Stated exercise:
Copy the data below, changing every "wooden" to "timber" and leaving everything else as it is.

Material:

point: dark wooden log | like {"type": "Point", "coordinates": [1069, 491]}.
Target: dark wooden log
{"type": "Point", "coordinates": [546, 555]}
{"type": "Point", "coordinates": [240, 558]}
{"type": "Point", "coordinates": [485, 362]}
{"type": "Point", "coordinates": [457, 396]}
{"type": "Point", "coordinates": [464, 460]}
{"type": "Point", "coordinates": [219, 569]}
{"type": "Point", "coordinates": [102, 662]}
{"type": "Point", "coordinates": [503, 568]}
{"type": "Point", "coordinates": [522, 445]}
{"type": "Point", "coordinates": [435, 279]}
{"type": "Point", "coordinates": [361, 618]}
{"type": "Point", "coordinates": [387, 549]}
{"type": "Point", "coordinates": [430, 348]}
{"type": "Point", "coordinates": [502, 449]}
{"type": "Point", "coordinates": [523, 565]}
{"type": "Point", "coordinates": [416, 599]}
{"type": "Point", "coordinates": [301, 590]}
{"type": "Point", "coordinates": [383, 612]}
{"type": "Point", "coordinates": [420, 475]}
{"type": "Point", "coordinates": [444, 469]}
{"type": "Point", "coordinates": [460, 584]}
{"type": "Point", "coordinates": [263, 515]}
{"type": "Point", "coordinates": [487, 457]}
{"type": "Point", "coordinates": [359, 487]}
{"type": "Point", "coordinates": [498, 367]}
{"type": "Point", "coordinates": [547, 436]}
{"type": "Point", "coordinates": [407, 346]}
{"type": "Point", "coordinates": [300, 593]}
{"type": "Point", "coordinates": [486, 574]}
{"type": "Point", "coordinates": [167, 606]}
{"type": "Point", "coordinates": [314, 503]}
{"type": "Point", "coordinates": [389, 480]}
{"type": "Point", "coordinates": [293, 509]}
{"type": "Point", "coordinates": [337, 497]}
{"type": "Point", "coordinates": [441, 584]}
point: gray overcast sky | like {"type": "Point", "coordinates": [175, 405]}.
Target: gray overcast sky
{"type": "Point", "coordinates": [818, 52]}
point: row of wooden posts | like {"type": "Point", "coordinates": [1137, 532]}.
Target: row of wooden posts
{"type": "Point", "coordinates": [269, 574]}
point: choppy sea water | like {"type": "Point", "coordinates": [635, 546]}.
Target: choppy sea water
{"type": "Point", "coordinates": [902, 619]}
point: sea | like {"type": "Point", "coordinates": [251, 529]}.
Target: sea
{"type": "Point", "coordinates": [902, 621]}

Completed exercise:
point: dark timber log | like {"type": "Point", "coordinates": [1069, 491]}.
Target: dark timber log
{"type": "Point", "coordinates": [546, 555]}
{"type": "Point", "coordinates": [240, 558]}
{"type": "Point", "coordinates": [485, 362]}
{"type": "Point", "coordinates": [457, 396]}
{"type": "Point", "coordinates": [464, 460]}
{"type": "Point", "coordinates": [219, 569]}
{"type": "Point", "coordinates": [102, 662]}
{"type": "Point", "coordinates": [503, 568]}
{"type": "Point", "coordinates": [522, 445]}
{"type": "Point", "coordinates": [435, 279]}
{"type": "Point", "coordinates": [361, 618]}
{"type": "Point", "coordinates": [387, 549]}
{"type": "Point", "coordinates": [430, 348]}
{"type": "Point", "coordinates": [502, 449]}
{"type": "Point", "coordinates": [523, 565]}
{"type": "Point", "coordinates": [416, 599]}
{"type": "Point", "coordinates": [301, 590]}
{"type": "Point", "coordinates": [383, 612]}
{"type": "Point", "coordinates": [420, 475]}
{"type": "Point", "coordinates": [444, 469]}
{"type": "Point", "coordinates": [460, 584]}
{"type": "Point", "coordinates": [263, 515]}
{"type": "Point", "coordinates": [487, 457]}
{"type": "Point", "coordinates": [359, 487]}
{"type": "Point", "coordinates": [498, 367]}
{"type": "Point", "coordinates": [547, 436]}
{"type": "Point", "coordinates": [407, 346]}
{"type": "Point", "coordinates": [300, 593]}
{"type": "Point", "coordinates": [486, 574]}
{"type": "Point", "coordinates": [167, 606]}
{"type": "Point", "coordinates": [314, 503]}
{"type": "Point", "coordinates": [389, 480]}
{"type": "Point", "coordinates": [293, 509]}
{"type": "Point", "coordinates": [337, 497]}
{"type": "Point", "coordinates": [441, 584]}
point: gray overcast sky | like {"type": "Point", "coordinates": [175, 405]}.
Target: gray overcast sky
{"type": "Point", "coordinates": [818, 52]}
point: row of timber posts | like {"type": "Point", "coordinates": [1137, 532]}.
Target: row of timber posts
{"type": "Point", "coordinates": [269, 574]}
point: choppy sea water | like {"type": "Point", "coordinates": [635, 546]}.
Target: choppy sea water
{"type": "Point", "coordinates": [902, 619]}
point: sea | like {"type": "Point", "coordinates": [251, 529]}.
Target: sea
{"type": "Point", "coordinates": [902, 621]}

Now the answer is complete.